Records contained in a dataset
══════
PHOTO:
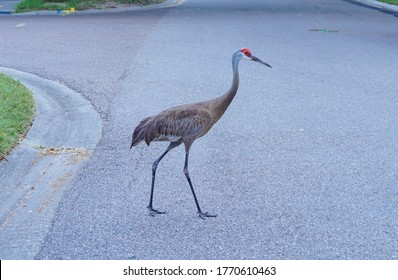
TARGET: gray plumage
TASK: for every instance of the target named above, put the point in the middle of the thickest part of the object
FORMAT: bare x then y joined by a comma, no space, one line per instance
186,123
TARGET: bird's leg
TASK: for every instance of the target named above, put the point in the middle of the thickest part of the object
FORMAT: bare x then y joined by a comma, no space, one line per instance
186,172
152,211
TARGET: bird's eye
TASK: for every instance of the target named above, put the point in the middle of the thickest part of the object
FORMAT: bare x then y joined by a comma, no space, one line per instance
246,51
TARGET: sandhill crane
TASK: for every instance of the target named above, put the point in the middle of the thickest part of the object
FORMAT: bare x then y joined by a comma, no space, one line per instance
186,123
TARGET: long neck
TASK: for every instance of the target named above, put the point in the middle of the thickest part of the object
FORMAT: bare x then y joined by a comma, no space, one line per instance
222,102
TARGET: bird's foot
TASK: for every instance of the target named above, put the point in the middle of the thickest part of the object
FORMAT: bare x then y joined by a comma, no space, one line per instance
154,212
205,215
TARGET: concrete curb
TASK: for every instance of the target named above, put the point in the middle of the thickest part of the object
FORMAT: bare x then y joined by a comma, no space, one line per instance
══════
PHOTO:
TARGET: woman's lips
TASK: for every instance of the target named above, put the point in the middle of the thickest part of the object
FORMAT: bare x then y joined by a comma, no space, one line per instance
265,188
══════
Above are the records. Identify each line that contains the word "bird".

YOUR RESPONSE —
TARGET: bird's leg
TARGET: bird's eye
TARGET: bird's foot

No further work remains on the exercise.